Top of INFORMATION SHOWN
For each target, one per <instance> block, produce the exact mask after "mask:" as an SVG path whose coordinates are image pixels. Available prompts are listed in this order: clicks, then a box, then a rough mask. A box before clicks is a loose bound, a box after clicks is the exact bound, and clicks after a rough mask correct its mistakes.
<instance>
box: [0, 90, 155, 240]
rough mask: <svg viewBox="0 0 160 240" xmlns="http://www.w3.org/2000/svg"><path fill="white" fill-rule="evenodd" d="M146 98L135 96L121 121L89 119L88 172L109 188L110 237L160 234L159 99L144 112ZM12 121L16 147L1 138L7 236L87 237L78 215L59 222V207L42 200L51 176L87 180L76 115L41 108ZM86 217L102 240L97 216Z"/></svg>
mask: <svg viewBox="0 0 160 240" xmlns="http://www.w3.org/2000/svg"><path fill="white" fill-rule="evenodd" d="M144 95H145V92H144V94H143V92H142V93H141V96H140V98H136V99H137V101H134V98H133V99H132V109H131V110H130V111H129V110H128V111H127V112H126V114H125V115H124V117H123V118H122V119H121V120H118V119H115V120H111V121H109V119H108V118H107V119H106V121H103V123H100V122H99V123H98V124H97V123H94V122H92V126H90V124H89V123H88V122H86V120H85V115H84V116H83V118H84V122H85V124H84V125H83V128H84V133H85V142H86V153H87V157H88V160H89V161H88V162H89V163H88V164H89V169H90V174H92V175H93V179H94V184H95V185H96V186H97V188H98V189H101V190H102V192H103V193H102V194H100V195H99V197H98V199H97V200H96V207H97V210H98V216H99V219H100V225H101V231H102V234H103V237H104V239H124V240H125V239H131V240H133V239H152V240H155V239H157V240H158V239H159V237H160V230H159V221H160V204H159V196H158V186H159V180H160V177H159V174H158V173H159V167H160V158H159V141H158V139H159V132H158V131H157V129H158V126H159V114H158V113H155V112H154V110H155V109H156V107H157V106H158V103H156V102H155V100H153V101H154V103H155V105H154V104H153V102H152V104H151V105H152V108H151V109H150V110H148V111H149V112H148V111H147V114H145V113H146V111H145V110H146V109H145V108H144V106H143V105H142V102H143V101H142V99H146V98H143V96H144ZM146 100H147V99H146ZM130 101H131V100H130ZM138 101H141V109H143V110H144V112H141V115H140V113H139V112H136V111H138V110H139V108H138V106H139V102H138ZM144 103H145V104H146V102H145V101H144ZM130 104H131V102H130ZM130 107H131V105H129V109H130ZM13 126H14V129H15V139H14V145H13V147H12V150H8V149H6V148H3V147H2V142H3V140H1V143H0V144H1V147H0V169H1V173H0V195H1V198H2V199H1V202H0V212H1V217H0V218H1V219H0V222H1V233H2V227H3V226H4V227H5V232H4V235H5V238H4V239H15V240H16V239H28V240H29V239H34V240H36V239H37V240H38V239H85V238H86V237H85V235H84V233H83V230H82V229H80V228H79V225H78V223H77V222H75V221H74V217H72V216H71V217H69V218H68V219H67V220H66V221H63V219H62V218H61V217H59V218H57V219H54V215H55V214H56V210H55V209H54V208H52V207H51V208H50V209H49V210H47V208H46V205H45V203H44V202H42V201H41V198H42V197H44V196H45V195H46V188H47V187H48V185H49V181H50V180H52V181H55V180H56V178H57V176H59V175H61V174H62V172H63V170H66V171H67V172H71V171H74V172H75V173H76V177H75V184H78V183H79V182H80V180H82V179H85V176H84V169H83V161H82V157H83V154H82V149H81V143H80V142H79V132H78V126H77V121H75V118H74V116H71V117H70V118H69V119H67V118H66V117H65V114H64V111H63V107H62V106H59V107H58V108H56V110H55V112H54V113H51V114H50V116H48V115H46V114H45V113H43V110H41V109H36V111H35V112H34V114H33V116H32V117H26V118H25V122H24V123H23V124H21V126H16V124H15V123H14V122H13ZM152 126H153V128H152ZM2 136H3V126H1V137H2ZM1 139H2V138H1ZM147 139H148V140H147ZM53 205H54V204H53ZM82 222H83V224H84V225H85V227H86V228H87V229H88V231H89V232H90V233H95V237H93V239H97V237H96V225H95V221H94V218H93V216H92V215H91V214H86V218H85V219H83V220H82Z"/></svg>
Bottom of INFORMATION SHOWN
Update the records so that each "rough mask" becomes "coarse mask", keeping every other part unchanged.

## RESPONSE FOR THIS EXERCISE
For each target, one per <instance> block, produce the exact mask after "mask:" as an SVG path whose coordinates are image pixels. Available prompts are listed in this order: clicks, then a box, then a coarse mask. A box before clicks is a loose bound, a box after clicks is the exact bound, and clicks after a coarse mask correct its mistakes.
<instance>
box: [0, 90, 155, 240]
coarse mask: <svg viewBox="0 0 160 240" xmlns="http://www.w3.org/2000/svg"><path fill="white" fill-rule="evenodd" d="M146 98L135 96L121 121L89 119L88 172L109 188L110 237L160 234L159 99L144 112ZM12 121L16 147L1 138L7 236L87 237L78 215L59 222V207L42 200L51 176L87 180L76 115L41 108ZM86 217L102 240L97 216Z"/></svg>
mask: <svg viewBox="0 0 160 240" xmlns="http://www.w3.org/2000/svg"><path fill="white" fill-rule="evenodd" d="M144 95H145V92H144V94H143V92H142V93H141V96H140V98H136V99H137V101H134V98H133V99H132V109H131V110H130V111H129V110H128V111H127V112H126V114H125V115H124V117H123V118H122V119H121V120H118V119H115V120H111V121H109V119H108V118H107V119H106V121H103V123H100V122H99V123H98V124H97V123H94V122H92V126H90V124H89V123H88V122H86V120H85V115H84V116H83V118H84V122H85V124H84V125H83V128H84V133H85V142H86V153H87V157H88V160H89V161H88V162H89V163H88V164H89V169H90V174H92V175H93V179H94V184H95V185H96V186H97V188H98V189H101V190H102V192H103V193H102V194H100V195H99V197H98V199H97V200H96V207H97V210H98V216H99V219H100V225H101V231H102V234H103V237H104V239H124V240H125V239H131V240H133V239H152V240H155V239H157V240H158V239H159V237H160V230H159V221H160V204H159V196H158V186H159V180H160V177H159V174H158V173H159V167H160V158H159V141H158V139H159V132H158V131H157V129H158V126H159V114H158V113H155V112H154V110H155V109H156V107H157V106H158V103H156V102H155V100H153V101H154V103H155V105H154V104H153V102H152V104H151V105H152V108H151V109H150V110H148V111H149V112H148V111H147V114H145V113H146V111H145V110H146V109H145V108H144V106H143V105H142V102H143V101H142V99H146V98H143V96H144ZM146 100H147V99H146ZM130 101H131V100H130ZM138 101H141V109H143V110H144V112H141V115H140V113H139V112H136V111H138V110H139V108H138V106H139V102H138ZM144 103H145V104H146V102H145V101H144ZM130 104H131V102H130ZM130 107H131V105H129V109H130ZM13 126H14V129H15V139H14V145H13V147H12V150H8V149H6V148H3V147H2V142H3V140H1V143H0V144H1V147H0V169H1V173H0V195H1V198H2V199H1V202H0V212H1V217H0V218H1V219H0V222H1V233H2V227H3V226H4V227H5V232H4V235H5V238H4V239H15V240H16V239H28V240H29V239H34V240H36V239H37V240H38V239H85V238H86V237H85V235H84V233H83V230H82V229H80V228H79V225H78V223H77V222H75V221H74V217H72V216H71V217H69V218H68V219H67V220H66V221H63V219H62V218H61V217H59V218H57V219H54V215H55V214H56V210H55V209H54V208H52V207H51V208H50V209H49V210H47V208H46V205H45V203H44V202H42V201H41V198H42V197H44V196H45V195H46V188H47V187H48V185H49V181H50V180H52V181H55V180H56V178H57V176H59V175H61V174H62V172H63V170H66V171H67V172H71V171H74V172H75V173H76V177H75V184H78V183H79V182H80V180H82V179H85V176H84V169H83V161H82V157H83V154H82V149H81V143H80V142H79V132H78V126H77V121H75V118H74V116H71V117H70V118H69V119H67V118H66V117H65V114H64V111H63V107H62V106H59V107H58V108H56V110H55V112H54V113H51V114H50V116H48V115H46V114H45V113H43V110H41V109H36V111H35V112H34V114H33V116H32V117H26V118H25V122H24V123H23V124H21V126H16V124H15V123H14V122H13ZM152 126H153V128H152ZM2 136H3V126H1V137H2ZM1 139H2V138H1ZM147 139H148V140H147ZM53 205H54V204H53ZM82 222H83V224H84V225H85V227H86V228H87V229H88V231H89V232H90V233H95V237H93V239H97V237H96V225H95V221H94V218H93V216H92V215H91V214H86V218H85V219H83V220H82Z"/></svg>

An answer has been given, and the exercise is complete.